- **WHAT IS EXPECTED**:
Look for the string "ship" in the data below, and copy each line that holds it.

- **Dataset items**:
------------------------------------------------

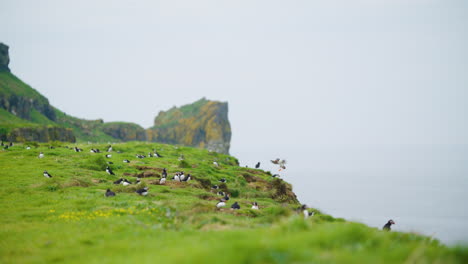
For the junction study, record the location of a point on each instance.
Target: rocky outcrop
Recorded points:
(202, 124)
(40, 134)
(4, 58)
(22, 106)
(124, 131)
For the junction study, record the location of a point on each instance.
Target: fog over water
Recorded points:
(366, 99)
(421, 187)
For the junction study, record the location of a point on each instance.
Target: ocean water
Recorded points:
(423, 188)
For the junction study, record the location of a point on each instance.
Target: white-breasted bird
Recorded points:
(143, 191)
(255, 205)
(109, 171)
(47, 175)
(221, 203)
(125, 182)
(109, 193)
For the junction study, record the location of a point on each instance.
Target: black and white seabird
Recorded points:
(176, 177)
(118, 181)
(388, 225)
(221, 203)
(47, 175)
(255, 205)
(143, 191)
(125, 182)
(187, 178)
(235, 206)
(306, 212)
(181, 176)
(109, 171)
(162, 180)
(109, 193)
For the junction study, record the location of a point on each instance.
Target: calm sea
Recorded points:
(423, 188)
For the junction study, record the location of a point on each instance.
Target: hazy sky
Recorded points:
(294, 72)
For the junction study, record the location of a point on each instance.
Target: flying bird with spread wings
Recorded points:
(280, 163)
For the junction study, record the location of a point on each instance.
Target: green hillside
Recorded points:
(67, 218)
(25, 115)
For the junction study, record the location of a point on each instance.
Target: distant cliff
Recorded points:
(203, 124)
(26, 115)
(4, 58)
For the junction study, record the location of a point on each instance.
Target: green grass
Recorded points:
(67, 219)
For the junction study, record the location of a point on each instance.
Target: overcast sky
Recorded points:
(294, 72)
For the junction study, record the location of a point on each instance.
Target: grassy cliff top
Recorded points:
(67, 218)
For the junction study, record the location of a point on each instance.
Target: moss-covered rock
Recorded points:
(125, 131)
(40, 134)
(203, 124)
(4, 58)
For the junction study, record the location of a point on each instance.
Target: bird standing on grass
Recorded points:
(255, 205)
(221, 203)
(109, 171)
(387, 226)
(125, 182)
(109, 193)
(118, 181)
(143, 191)
(162, 181)
(306, 212)
(47, 175)
(235, 206)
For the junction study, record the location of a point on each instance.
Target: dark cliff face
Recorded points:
(125, 131)
(40, 134)
(25, 114)
(202, 124)
(4, 58)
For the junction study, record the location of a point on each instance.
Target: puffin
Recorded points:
(143, 191)
(255, 205)
(109, 193)
(221, 203)
(109, 171)
(47, 175)
(235, 206)
(388, 225)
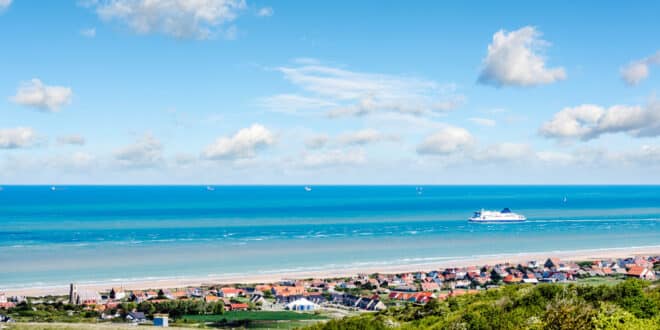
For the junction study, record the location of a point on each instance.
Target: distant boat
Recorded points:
(504, 216)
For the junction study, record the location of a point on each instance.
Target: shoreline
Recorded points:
(168, 283)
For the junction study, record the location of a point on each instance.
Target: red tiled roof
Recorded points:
(238, 306)
(636, 271)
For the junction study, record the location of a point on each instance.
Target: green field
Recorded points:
(254, 316)
(607, 280)
(256, 319)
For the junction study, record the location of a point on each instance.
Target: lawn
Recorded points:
(606, 280)
(254, 316)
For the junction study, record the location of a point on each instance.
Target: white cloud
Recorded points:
(74, 162)
(265, 12)
(586, 122)
(556, 157)
(333, 158)
(514, 59)
(89, 32)
(244, 144)
(43, 97)
(446, 141)
(342, 92)
(317, 141)
(184, 159)
(483, 121)
(145, 152)
(200, 19)
(4, 4)
(364, 136)
(73, 139)
(638, 70)
(19, 137)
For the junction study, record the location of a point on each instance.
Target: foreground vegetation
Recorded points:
(632, 304)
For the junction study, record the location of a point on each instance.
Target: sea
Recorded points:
(85, 234)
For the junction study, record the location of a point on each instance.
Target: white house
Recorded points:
(301, 304)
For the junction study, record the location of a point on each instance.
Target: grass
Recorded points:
(256, 319)
(606, 280)
(255, 316)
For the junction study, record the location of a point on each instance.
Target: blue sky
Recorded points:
(230, 91)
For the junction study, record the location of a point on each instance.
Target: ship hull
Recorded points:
(496, 221)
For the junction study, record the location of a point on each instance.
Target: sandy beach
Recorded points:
(580, 255)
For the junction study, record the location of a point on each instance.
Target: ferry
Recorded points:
(504, 216)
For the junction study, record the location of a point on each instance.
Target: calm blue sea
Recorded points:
(121, 233)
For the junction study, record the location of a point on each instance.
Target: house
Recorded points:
(161, 320)
(117, 293)
(6, 319)
(228, 292)
(430, 286)
(136, 317)
(281, 290)
(530, 278)
(509, 279)
(238, 307)
(257, 299)
(301, 304)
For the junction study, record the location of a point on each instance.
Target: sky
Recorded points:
(329, 92)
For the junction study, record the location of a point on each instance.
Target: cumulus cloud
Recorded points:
(349, 138)
(74, 162)
(242, 145)
(43, 97)
(19, 137)
(200, 19)
(446, 141)
(265, 12)
(636, 71)
(588, 121)
(333, 158)
(364, 136)
(514, 59)
(4, 4)
(483, 121)
(145, 152)
(317, 141)
(341, 92)
(89, 32)
(74, 139)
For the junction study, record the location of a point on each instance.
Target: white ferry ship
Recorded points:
(504, 216)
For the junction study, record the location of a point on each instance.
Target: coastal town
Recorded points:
(331, 297)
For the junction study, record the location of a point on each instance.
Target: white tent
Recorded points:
(301, 304)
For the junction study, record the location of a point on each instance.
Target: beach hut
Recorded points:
(301, 304)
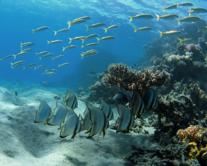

------------------------------------------------

- **RESULT**:
Target: ship hull
Target: white ferry ship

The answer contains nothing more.